For language modeling, the input is a sequence of characters, and the target is the same sequence shifted by one character (the next character at each position).

**LLM/Transformer Context:**
- This is the same as next-token prediction in LLMs.

### Task:
- Scaffold code to create input and target sequences for training.

In [None]:
# TODO: Given an encoded text, create input and target sequences for training
pass

## 🧮 RNN Language Model Architecture

The model consists of an embedding layer, an RNN, and an output layer mapping to vocabulary logits.

**LLM/Transformer Context:**
- LLMs use token embeddings, deep transformer blocks, and output logits for next-token prediction. Here, we use a single RNN layer for simplicity.

### Task:
- Scaffold functions to initialize model parameters: embedding matrix, RNN weights, and output weights.

In [None]:
def init_char_rnn_model(vocab_size, embed_dim, hidden_dim):
    """
    Initialize parameters for a character-level RNN language model.
    Args:
        vocab_size (int): Number of unique characters.
        embed_dim (int): Embedding dimension.
        hidden_dim (int): RNN hidden state dimension.
    Returns:
        dict: Model parameters (embedding, W_xh, W_hh, b_h, W_hy, b_y)
    """
    # TODO: Initialize all model parameters
    pass

## 🔗 Forward Pass: Embedding, RNN, Output

The forward pass consists of embedding lookup, RNN unrolling, and output logits computation for each time step.

**LLM/Transformer Context:**
- This mirrors the forward pass in LLMs, just at the character level and with a single RNN layer.

### Task:
- Scaffold a function for the forward pass through the model, returning logits for each time step.

In [None]:
def char_rnn_forward(input_seq, h0, params):
    """
┄┄┄┄┄┄
> [REQUIRED ACTION 1]: Can you copy the part of the character RNN text that runs from "Initialize parameters for" to "computation for each time step."?
> [REQUIRED ACTION 2]:
Answer these about the character RNN text:
(a) In language modeling, what is the target sequence?
(b) What three parts make up the model?
(c) What parameters does the docstring of init_char_rnn_model say it returns?

> [DATA EXTRACT]:
┄┄┄┄┄┄
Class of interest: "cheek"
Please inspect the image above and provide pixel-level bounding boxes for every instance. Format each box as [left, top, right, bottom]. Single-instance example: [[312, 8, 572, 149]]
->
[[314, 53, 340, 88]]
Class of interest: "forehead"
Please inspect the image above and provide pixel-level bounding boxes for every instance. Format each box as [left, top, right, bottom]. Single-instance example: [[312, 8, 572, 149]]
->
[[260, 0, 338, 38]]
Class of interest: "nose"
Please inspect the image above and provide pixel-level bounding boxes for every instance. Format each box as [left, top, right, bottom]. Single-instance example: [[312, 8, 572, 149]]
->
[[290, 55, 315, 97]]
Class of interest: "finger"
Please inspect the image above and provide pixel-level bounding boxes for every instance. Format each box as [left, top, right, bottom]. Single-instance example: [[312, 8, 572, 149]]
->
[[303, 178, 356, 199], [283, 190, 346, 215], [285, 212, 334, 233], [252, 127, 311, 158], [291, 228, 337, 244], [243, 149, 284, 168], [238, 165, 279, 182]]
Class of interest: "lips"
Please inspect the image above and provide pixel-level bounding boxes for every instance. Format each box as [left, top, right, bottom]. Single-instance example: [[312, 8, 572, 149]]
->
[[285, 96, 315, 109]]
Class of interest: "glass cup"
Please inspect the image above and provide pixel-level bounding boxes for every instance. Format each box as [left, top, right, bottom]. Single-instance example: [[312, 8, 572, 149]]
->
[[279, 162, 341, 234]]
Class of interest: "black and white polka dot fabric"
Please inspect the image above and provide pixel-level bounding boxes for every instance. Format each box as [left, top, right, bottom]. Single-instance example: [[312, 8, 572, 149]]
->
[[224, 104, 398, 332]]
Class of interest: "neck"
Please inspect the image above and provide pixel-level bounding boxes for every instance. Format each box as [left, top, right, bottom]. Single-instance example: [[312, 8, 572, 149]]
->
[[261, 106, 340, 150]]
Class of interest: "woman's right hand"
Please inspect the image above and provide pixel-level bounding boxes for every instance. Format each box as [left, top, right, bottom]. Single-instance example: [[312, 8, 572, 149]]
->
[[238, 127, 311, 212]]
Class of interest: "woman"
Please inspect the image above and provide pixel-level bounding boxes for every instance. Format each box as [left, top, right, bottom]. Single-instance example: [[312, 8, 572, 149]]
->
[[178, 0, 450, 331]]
┄┄┄┄┄┄
> [RESPONSE 1]:
Initialize parameters for a character-level RNN language model.
    Args:
        vocab_size (int): Number of unique characters.
        embed_dim (int): Embedding dimension.
        hidden_dim (int): RNN hidden state dimension.
    Returns:
        dict: Model parameters (embedding, W_xh, W_hh, b_h, W_hy, b_y)
    """
    # TODO: Initialize all model parameters
    pass

## 🔗 Forward Pass: Embedding, RNN, Output

The forward pass consists of embedding lookup, RNN unrolling, and output logits computation for each time step.

> [RESPONSE 2]:
(a) The same sequence as the input, shifted by one character (the next character at each position).
(b) An embedding layer, an RNN, and an output layer mapping to vocabulary logits.
(c) embedding, W_xh, W_hh, b_h, W_hy, b_y